━━━━━ SOURCE TEXT ━━━━━

In [1]:
%matplotlib inline
import matplotlib.pyplot as plt
import seaborn as sns
import logging

import scipy.stats
import numpy as np

# Simulate data

Here we simualte data from 40 groups, in a perturbation experiment this would correspond to different genetic groups, ie. different perturbations.

In [None]:
from batchglm.api.models.nb_glm import Simulator

sim = Simulator(num_observations=400, num_features=20)
sim.generate_sample_description(num_batches=40, num_conditions=0)
# sample parameters from positive truncated N(1, 0.1)
mu=1; phi=0.1
sim.generate_params(rand_fn_loc=lambda size: mu + scipy.stats.truncnorm.rvs(-mu / phi, np.infty, scale=phi, size=size))
sim.generate_data()

# count data
X = sim.X
# sample description
sample_description = sim.sample_description

# Run differential expression test:

The pairwise test allows to perform pairwise comparisons between a set of groups.

━━━━━ SOURCE DATA ━━━━━

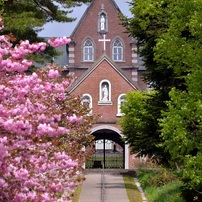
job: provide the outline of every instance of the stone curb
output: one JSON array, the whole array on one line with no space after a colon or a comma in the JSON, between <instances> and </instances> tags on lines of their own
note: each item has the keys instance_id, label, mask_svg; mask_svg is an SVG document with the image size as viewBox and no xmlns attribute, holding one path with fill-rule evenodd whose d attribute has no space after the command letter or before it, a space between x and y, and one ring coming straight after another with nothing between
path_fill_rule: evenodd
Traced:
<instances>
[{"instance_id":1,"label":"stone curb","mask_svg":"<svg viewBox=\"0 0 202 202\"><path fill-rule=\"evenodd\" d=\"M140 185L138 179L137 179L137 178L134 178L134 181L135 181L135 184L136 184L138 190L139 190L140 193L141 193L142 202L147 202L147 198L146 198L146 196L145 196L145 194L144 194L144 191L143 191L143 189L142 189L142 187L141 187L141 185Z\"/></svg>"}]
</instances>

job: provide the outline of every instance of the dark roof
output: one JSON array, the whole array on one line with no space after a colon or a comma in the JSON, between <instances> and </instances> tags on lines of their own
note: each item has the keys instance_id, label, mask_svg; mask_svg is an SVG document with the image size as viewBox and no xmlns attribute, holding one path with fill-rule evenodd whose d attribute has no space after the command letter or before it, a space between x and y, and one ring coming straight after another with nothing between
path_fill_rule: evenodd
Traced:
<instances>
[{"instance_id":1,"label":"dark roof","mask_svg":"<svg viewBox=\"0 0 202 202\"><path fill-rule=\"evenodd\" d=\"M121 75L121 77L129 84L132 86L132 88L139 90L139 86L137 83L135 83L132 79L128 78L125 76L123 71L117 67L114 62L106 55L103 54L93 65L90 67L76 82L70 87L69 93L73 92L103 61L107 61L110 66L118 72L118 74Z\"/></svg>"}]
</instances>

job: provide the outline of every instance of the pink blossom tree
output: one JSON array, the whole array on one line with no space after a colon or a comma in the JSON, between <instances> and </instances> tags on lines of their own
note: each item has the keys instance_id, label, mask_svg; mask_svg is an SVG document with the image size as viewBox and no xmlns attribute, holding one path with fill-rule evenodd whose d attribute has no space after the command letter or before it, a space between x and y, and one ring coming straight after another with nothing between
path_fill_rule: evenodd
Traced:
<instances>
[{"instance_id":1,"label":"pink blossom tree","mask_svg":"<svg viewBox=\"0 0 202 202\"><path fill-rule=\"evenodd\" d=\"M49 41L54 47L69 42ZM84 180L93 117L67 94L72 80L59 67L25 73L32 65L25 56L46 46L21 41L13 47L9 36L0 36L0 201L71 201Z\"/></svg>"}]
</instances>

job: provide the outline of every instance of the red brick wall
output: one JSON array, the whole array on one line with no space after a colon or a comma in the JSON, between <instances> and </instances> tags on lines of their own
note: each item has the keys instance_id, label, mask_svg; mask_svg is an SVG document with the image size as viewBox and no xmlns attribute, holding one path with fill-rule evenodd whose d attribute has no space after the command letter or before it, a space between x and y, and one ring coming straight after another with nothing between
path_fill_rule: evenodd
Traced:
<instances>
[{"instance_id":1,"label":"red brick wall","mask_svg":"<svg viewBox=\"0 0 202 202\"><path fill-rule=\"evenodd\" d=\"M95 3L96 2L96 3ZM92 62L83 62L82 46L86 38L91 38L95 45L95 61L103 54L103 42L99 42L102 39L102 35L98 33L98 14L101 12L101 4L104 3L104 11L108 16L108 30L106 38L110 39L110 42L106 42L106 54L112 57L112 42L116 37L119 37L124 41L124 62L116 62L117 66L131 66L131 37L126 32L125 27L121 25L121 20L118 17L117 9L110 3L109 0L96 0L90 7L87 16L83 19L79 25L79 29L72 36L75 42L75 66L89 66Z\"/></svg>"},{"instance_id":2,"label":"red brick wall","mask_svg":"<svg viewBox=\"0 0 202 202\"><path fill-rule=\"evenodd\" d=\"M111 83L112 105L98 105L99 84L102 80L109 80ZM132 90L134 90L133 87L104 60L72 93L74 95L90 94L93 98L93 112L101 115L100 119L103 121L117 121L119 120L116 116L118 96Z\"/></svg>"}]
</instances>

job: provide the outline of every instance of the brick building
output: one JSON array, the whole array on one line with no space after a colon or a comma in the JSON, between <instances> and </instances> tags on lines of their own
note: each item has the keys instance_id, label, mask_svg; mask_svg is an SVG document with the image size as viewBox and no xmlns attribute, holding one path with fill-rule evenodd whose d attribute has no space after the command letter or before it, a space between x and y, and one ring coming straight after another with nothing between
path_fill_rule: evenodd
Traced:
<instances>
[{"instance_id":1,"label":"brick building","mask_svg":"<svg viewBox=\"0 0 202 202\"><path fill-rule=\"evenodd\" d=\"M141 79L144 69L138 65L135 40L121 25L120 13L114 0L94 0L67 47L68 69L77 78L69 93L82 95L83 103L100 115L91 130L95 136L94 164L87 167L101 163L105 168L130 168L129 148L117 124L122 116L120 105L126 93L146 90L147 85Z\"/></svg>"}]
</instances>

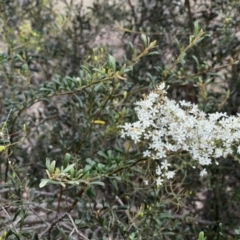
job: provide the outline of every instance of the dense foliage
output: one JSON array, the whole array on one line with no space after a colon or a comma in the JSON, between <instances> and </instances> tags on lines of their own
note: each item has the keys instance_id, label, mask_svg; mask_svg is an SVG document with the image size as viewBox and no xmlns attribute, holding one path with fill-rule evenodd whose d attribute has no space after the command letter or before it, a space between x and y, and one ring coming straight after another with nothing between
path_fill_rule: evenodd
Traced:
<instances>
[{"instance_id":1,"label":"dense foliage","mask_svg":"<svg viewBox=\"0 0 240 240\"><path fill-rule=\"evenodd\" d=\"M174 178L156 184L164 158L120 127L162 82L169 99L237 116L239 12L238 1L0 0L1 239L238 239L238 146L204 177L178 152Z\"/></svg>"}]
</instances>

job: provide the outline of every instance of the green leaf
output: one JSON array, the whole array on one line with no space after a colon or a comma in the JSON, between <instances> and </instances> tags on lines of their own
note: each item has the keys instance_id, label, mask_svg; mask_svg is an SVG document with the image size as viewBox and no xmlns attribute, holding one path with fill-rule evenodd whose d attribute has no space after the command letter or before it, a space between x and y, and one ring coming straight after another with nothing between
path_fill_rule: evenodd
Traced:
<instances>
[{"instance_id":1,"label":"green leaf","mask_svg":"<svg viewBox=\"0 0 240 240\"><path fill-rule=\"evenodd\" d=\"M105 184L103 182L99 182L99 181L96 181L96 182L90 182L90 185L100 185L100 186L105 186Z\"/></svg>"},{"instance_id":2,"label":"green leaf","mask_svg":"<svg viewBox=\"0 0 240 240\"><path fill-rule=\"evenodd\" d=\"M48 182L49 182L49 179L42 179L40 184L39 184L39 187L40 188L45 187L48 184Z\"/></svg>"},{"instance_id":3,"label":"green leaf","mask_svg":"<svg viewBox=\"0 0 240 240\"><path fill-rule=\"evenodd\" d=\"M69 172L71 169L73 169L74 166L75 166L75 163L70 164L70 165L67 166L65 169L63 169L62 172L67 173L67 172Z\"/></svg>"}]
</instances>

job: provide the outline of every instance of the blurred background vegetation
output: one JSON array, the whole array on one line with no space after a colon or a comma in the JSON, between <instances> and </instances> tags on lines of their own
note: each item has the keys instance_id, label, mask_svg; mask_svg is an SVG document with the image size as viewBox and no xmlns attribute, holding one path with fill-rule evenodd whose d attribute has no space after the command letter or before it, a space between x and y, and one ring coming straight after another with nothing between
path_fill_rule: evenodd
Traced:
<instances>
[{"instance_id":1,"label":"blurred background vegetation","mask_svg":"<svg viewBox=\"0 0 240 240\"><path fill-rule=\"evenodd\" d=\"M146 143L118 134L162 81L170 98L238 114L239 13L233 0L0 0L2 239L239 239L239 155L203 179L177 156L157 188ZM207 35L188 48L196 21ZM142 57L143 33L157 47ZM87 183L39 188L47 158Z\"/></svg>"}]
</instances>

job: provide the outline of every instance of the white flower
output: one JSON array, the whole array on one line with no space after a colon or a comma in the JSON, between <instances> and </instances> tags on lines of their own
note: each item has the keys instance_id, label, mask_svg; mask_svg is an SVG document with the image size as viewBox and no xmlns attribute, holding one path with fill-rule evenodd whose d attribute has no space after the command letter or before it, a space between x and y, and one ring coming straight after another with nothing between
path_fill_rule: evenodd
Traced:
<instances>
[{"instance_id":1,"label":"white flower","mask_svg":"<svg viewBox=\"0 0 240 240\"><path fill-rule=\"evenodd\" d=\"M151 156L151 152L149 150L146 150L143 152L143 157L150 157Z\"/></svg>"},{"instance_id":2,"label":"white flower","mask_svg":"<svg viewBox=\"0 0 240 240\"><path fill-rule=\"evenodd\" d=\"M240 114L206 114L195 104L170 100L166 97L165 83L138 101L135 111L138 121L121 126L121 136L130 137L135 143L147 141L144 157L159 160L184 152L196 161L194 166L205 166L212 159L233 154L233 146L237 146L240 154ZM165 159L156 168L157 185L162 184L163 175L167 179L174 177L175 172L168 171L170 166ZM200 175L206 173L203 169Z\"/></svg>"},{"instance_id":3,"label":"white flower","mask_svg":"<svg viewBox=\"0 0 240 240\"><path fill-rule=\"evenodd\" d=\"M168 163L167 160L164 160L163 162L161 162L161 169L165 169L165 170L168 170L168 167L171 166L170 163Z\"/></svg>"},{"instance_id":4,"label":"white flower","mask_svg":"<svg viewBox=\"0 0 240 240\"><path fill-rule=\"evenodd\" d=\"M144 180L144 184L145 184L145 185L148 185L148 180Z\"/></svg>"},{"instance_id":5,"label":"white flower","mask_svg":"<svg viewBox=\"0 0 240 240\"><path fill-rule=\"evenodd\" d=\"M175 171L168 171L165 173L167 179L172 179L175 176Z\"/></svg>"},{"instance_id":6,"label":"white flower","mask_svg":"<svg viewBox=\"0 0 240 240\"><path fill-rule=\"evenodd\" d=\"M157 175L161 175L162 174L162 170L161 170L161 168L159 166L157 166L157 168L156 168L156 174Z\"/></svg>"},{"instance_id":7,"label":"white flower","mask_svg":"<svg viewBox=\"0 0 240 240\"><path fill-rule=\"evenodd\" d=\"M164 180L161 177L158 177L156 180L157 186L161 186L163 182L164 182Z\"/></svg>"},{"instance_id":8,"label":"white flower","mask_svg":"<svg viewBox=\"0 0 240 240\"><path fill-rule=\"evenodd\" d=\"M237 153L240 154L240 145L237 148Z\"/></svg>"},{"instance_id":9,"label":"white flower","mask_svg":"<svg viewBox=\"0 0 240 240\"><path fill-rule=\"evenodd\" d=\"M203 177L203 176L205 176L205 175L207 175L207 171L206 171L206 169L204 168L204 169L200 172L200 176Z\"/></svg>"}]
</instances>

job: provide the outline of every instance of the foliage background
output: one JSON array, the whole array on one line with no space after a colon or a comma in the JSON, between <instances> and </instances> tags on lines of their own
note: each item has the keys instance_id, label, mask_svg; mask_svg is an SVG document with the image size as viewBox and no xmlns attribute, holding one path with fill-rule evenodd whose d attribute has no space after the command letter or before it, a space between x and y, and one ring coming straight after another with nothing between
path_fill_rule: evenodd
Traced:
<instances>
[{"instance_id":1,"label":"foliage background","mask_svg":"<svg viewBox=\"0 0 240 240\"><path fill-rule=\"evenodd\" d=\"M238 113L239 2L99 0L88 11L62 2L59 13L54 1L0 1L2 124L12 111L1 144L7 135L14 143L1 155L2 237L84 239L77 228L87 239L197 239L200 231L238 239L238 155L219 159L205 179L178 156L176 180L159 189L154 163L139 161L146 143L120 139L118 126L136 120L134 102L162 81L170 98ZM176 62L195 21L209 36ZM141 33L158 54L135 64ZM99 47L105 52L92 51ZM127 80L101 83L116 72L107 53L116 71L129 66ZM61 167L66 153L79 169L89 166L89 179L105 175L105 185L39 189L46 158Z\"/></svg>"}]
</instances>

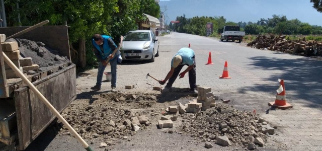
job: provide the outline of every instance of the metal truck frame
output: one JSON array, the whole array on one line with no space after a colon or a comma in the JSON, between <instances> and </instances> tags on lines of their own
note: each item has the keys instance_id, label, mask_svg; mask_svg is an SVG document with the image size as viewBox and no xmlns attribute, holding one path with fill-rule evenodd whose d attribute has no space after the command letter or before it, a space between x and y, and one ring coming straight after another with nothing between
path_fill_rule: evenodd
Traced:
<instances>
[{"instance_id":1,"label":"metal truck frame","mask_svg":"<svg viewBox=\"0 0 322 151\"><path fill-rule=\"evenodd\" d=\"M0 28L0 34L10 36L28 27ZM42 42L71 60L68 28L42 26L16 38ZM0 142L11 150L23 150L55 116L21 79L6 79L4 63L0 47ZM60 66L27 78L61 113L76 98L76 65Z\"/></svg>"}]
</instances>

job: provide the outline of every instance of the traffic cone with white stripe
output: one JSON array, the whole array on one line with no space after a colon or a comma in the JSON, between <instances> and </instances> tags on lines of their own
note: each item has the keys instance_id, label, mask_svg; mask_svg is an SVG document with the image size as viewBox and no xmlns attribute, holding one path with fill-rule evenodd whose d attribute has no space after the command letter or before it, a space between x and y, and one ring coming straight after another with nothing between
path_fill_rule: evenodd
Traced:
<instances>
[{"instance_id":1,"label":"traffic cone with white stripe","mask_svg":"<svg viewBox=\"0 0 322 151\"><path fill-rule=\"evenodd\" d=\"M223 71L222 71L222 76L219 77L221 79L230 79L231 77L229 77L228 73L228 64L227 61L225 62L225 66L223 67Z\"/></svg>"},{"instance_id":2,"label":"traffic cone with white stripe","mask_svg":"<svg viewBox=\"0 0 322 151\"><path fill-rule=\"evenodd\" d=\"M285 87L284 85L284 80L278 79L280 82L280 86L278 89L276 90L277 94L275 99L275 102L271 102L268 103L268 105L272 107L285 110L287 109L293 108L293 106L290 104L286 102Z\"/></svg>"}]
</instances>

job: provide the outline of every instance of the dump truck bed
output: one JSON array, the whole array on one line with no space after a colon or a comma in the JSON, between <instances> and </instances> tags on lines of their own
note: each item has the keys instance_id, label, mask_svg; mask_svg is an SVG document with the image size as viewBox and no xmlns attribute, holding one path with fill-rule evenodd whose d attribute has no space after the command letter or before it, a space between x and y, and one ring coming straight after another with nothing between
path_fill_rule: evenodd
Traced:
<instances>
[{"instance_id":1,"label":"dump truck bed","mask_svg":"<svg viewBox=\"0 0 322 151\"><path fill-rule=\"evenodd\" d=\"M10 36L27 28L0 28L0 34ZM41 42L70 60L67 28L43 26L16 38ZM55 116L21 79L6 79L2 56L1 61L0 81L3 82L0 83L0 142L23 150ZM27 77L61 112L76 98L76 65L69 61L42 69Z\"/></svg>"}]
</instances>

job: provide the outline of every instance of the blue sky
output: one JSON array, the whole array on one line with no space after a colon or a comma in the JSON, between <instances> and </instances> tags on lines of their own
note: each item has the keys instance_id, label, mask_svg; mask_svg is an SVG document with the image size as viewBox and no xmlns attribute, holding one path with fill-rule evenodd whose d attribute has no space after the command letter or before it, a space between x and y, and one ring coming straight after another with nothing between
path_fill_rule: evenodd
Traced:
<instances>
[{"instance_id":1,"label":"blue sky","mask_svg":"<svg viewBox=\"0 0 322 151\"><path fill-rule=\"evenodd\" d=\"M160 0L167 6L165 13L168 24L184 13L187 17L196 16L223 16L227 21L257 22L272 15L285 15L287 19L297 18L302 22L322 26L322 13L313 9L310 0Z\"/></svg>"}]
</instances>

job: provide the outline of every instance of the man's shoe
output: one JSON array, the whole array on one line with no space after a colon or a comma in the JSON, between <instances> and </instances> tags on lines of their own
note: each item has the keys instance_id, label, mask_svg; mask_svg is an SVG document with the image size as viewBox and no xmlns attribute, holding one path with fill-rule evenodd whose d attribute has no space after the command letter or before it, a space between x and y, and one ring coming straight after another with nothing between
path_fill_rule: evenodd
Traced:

━━━━━

- [REQUIRED ACTIONS]:
a - In the notebook above, rewrite the paragraph that begins "Here we" as a single shorter sentence that keeps its main facts.
b - In the notebook above, how many observations and features is the Simulator set up with?

- [SOLUTIONS TO EACH TASK]:
a - Data are simulated from 40 groups, which in a perturbation experiment would be different genetic groups, or perturbations.

b - 400 observations and 20 features.